• _Exercise requirements_:
Below are some records. Say how many of their lines contain the string "plant", and give nothing but the number.

Referring expression pointing data
++++++
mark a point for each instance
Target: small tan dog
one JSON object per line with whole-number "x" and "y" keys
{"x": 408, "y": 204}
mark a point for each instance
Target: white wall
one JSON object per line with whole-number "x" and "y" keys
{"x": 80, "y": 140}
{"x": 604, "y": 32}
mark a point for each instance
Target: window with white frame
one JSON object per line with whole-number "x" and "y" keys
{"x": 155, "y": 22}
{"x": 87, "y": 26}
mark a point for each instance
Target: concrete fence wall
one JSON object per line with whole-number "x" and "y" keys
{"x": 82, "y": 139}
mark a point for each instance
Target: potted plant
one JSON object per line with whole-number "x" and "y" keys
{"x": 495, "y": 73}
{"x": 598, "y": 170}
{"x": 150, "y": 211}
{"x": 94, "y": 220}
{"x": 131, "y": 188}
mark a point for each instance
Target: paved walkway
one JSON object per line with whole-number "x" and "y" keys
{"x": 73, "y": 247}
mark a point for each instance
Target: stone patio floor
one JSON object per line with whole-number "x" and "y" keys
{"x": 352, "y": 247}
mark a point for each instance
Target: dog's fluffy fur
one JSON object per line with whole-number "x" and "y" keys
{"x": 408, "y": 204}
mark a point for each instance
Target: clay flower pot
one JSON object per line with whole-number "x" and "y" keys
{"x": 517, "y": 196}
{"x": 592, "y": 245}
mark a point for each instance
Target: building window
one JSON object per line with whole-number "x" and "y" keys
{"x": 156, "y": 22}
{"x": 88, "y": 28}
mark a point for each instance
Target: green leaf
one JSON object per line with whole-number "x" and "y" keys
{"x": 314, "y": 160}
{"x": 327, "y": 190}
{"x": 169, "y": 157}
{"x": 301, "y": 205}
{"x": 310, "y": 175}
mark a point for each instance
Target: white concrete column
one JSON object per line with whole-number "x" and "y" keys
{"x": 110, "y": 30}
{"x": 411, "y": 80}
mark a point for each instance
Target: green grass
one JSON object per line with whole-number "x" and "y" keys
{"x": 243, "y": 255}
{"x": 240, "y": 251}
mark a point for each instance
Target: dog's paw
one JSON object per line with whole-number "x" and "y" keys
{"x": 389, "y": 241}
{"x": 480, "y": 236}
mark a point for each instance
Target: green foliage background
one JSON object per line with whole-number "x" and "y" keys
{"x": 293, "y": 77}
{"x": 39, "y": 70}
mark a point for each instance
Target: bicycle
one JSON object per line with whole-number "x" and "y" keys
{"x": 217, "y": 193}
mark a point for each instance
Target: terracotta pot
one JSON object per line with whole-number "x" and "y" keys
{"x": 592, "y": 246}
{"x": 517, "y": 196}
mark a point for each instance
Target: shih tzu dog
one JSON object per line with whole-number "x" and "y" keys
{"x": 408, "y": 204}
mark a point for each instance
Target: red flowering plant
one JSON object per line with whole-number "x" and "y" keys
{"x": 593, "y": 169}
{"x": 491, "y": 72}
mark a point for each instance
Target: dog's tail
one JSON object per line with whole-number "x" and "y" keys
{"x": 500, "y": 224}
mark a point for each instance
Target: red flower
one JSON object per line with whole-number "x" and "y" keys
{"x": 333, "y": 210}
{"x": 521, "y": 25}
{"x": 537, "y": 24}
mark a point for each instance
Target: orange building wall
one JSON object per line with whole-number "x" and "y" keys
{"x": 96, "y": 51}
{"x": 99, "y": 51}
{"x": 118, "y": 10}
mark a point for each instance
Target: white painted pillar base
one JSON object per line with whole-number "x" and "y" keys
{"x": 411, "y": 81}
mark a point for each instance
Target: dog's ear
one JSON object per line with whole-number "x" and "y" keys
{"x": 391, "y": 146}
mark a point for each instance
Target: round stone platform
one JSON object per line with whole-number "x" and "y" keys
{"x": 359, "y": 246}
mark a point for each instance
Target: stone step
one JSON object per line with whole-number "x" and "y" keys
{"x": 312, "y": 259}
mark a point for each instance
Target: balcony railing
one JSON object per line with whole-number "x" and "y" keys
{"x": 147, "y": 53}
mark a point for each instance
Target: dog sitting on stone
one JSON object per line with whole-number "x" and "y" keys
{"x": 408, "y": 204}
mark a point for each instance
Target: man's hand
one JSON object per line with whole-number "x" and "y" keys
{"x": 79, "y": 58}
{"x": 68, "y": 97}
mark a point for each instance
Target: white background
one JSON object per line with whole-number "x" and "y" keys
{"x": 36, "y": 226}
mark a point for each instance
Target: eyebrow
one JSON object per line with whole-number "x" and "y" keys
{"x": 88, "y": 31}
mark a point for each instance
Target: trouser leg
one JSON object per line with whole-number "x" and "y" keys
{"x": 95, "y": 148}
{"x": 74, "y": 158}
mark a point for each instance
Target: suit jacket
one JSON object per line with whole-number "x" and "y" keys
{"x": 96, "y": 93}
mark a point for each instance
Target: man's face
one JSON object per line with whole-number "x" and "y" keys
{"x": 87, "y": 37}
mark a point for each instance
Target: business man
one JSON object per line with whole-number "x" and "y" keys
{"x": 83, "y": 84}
++++++
• _Response_:
2